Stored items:

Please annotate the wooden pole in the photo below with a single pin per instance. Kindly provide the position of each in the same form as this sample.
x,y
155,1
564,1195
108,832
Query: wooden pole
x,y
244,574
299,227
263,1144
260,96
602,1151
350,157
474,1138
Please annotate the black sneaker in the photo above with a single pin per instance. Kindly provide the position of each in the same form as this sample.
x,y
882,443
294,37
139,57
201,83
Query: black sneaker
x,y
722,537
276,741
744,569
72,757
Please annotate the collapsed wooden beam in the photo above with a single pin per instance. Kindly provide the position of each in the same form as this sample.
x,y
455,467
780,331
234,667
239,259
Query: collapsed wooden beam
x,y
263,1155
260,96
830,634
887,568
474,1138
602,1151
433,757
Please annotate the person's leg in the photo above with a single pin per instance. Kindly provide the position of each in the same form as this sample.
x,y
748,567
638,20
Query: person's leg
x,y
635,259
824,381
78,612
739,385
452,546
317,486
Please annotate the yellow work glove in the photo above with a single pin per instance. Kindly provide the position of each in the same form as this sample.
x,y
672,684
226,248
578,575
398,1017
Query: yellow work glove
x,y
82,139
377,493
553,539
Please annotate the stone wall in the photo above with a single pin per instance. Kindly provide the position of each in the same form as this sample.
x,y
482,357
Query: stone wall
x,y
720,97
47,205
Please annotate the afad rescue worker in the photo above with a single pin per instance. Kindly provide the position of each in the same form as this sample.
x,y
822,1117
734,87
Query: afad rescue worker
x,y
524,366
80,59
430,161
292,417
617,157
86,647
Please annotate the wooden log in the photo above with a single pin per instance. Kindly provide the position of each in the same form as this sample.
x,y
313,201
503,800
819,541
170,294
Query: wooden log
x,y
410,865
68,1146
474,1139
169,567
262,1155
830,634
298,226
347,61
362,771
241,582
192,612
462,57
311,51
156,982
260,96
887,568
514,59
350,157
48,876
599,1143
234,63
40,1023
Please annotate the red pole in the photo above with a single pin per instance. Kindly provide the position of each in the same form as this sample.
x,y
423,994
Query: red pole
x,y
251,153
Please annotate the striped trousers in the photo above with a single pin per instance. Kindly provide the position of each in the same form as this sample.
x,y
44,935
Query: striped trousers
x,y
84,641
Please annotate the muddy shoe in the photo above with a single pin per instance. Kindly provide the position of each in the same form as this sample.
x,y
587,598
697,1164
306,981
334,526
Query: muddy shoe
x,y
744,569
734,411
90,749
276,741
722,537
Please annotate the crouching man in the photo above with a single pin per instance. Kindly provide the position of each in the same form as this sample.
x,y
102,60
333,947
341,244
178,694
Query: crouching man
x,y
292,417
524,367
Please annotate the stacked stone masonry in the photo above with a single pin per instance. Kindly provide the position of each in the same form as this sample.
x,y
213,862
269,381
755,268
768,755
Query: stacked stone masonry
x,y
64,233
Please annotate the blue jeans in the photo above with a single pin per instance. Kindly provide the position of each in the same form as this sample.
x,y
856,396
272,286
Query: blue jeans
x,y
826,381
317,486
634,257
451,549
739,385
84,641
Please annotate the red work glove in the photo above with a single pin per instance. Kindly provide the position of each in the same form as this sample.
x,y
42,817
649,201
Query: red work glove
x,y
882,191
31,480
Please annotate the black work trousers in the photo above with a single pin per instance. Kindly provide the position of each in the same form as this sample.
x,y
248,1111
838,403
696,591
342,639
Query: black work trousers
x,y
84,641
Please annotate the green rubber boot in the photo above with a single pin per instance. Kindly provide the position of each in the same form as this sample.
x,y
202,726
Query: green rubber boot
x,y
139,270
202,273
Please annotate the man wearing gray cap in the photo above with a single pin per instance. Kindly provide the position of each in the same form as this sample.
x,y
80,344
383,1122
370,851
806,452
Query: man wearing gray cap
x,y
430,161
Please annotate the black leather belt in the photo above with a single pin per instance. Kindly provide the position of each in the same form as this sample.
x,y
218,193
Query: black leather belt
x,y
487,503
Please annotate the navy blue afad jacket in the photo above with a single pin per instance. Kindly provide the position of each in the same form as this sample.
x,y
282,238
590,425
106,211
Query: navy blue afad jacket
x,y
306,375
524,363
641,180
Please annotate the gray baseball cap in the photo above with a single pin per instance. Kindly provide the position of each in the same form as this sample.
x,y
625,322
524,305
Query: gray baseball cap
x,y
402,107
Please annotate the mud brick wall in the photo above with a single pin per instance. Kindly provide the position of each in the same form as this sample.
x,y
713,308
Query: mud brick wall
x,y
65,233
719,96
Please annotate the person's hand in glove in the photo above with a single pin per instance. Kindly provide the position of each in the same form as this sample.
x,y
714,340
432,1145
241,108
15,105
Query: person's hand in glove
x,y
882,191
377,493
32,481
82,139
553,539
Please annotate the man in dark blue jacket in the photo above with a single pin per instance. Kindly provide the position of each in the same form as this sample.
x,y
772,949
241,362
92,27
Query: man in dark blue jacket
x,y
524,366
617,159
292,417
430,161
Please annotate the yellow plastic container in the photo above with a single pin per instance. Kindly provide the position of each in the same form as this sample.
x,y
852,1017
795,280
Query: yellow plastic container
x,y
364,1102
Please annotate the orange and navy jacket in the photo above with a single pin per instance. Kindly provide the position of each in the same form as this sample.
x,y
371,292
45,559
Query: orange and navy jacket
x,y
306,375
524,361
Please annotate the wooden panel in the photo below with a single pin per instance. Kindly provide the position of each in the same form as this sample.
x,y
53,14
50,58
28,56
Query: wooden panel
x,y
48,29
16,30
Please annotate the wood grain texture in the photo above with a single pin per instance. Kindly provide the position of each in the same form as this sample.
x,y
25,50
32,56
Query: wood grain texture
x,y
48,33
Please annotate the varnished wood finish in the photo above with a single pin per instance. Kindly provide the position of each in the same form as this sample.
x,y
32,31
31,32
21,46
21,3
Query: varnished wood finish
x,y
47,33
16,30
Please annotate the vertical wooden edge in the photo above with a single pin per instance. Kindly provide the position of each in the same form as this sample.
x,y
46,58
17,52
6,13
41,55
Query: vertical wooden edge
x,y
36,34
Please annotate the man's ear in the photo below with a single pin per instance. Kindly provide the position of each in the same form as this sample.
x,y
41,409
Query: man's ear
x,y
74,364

• Work to be completed: Exactly as shown above, return all of the entries.

• Response area:
Please annotate the wooden pole in the photo below with a single pin per instance. Kindly provide the position of each in the same form as this sample.
x,y
155,1
564,1195
108,832
Query: wooden pole
x,y
244,574
299,227
263,1144
260,96
602,1151
350,157
474,1138
Please annotate the black sneaker in the photo above with a single pin per instance. Kindly provide the position of each in the same form as this sample.
x,y
882,443
294,37
139,57
201,83
Query: black sneaker
x,y
722,537
276,741
744,569
72,757
Please annotate the collapsed wooden beam in the photo above with a single pin per instance. Kindly provide the position of each in the same form as this sample.
x,y
455,467
780,331
234,667
239,259
Query: collapsed wooden beam
x,y
263,1155
260,96
830,634
887,568
474,1138
602,1151
433,757
Please annotate the person's leg in the photo above with a single pin per instance. Kindly provide the position of each in the same form as this sample.
x,y
748,567
638,20
Query: person's leg
x,y
635,259
824,381
78,612
739,385
452,546
317,486
Please annotate the yellow work glove in the photo above with a single pin per instance. Kindly provide the position of each in the same form as this sample.
x,y
672,684
226,248
578,575
398,1017
Query: yellow work glove
x,y
82,139
377,493
553,539
Please annotate the stone wall in the photo above with a single pin per instance. Kindly provide the position of each in the same form as this sample.
x,y
482,357
Query: stone wall
x,y
720,97
47,205
Please annotate the afad rescue worker in the photo above with a single pin per instance. Kindly provide the position of each in the same form as this sample.
x,y
822,1117
734,87
Query: afad rescue worker
x,y
524,366
80,59
430,161
292,417
617,157
86,647
Please annotate the wooden log in the photo above with a single pin per instance. Kindly provide the position of each in the same form as this sample.
x,y
313,201
503,800
819,541
170,294
Query: wooden log
x,y
410,865
68,1146
474,1139
169,567
262,1155
830,634
298,226
347,61
362,771
241,582
192,612
462,57
311,51
156,982
260,96
887,568
514,59
350,157
48,876
599,1143
234,63
40,1023
Please annotate the red pole in the photo above with a single pin per instance. Kindly provide the position of each in the same form as this sample.
x,y
423,994
Query: red pole
x,y
251,153
Please annotate the striped trousers in the photo above with a single pin per instance. Kindly provide the position of each in the same form as this sample.
x,y
44,935
Query: striped trousers
x,y
84,641
Please annotate the muddy shoe in the photo above with a single pin per instance. Kindly provide the position of each in the same form as this sample.
x,y
587,598
697,1164
306,981
334,526
Query: muddy shoe
x,y
744,569
734,411
90,749
276,741
722,537
Please annotate the crouching man in the photo above with a single pin per instance. Kindly provide the position of each in the same form as this sample.
x,y
102,60
333,947
341,244
178,694
Query: crouching man
x,y
292,417
524,367
Please annotate the stacked stone masonry in the photo above with a single pin per instance. Kindly provide the position of each in the same form as this sample.
x,y
213,862
269,381
755,268
768,755
Query: stacked stone masonry
x,y
64,233
Please annotate the blue jeans in the photo above with a single pin per instance. Kindly provide the position of each in the same form as this sample.
x,y
856,396
272,286
Query: blue jeans
x,y
826,381
317,486
634,257
451,549
739,385
84,641
Please annotate the red work glove in the photo above with a single pin per instance. Kindly provide the position of each in the same form as this sample.
x,y
42,817
649,201
Query: red work glove
x,y
882,191
31,480
Please annotate the black work trousers in the photo above with a single pin per instance. Kindly provide the position of each in the same form as this sample.
x,y
248,1111
838,403
696,591
342,639
Query: black work trousers
x,y
84,641
Please annotate the green rubber boot in the photo above with a single pin per instance. Kindly provide the position of each in the same form as this sample.
x,y
202,726
Query: green rubber boot
x,y
139,270
202,273
Please annotate the man wearing gray cap in the photo above with a single pin per instance. Kindly provide the position of each in the same form as this sample.
x,y
80,344
383,1122
370,851
806,452
Query: man wearing gray cap
x,y
430,161
Please annotate the black leather belt in the photo above with a single pin per instance. Kindly provide the position of each in the same form as this sample.
x,y
218,193
Query: black leather belt
x,y
487,503
Please annotate the navy blue afad jacket in the photo above with a single pin per instance. Kindly provide the position of each in the same form as this sample.
x,y
282,238
590,425
106,211
Query: navy blue afad jacket
x,y
306,375
524,363
641,180
Please annotate the gray baseball cap in the photo above with a single pin per instance. Kindly provide the position of each in the same form as this sample.
x,y
625,322
524,305
Query: gray baseball cap
x,y
402,107
Please annotate the mud brick wall in the photo above with a single pin per instance. Kindly provide the position of each in the same form as this sample.
x,y
713,308
Query: mud brick wall
x,y
65,233
719,96
Please annotate the person's hand in glove in the photo above with a single pin per instance. Kindly provide the position of each in the same form as this sample.
x,y
714,340
432,1145
241,108
15,105
Query: person's hand in glove
x,y
882,191
377,493
32,481
82,139
553,539
Please annotate the man in dark blue jacket in the photo above with a single pin per instance. Kindly provide the position of each in the same form as this sample.
x,y
772,949
241,362
92,27
Query: man in dark blue jacket
x,y
524,366
617,159
292,417
430,161
Please annotate the yellow plastic container in the photo above with a single pin per instance. Kindly provide the position of each in the same form as this sample.
x,y
852,1017
795,280
Query: yellow plastic container
x,y
364,1102
Please annotate the orange and navy jacket in the photo above with a single pin per instance. Kindly provide the position of each in the same form as this sample.
x,y
371,292
45,559
Query: orange and navy jacket
x,y
306,375
524,361
Please annotate the wooden panel in the photo below with a single pin per instance. Kindly provide the position of each in the same form as this sample.
x,y
53,14
50,58
28,56
Query: wooden panel
x,y
48,29
16,30
Please annotate the wood grain texture in the photo above with a single pin per instance. Kindly provide the position of each in the same form as this sample.
x,y
25,50
32,56
Query: wood grain texture
x,y
48,33
Please annotate the varnished wood finish in the photo above with a single pin per instance. Kindly provide the position of each in the same form as this sample.
x,y
32,31
31,32
21,46
21,3
Query: varnished wood finish
x,y
47,33
16,30
Please annotate the vertical wooden edge in the photo above with a single pin per instance. Kindly provide the position of each in the same form as this sample.
x,y
46,58
17,52
6,13
41,55
Query: vertical wooden edge
x,y
36,34
Please annotate the man's ear in the photo below with a single pin per instance. Kindly provide the position of each in the same form as this sample.
x,y
41,409
Query: man's ear
x,y
74,364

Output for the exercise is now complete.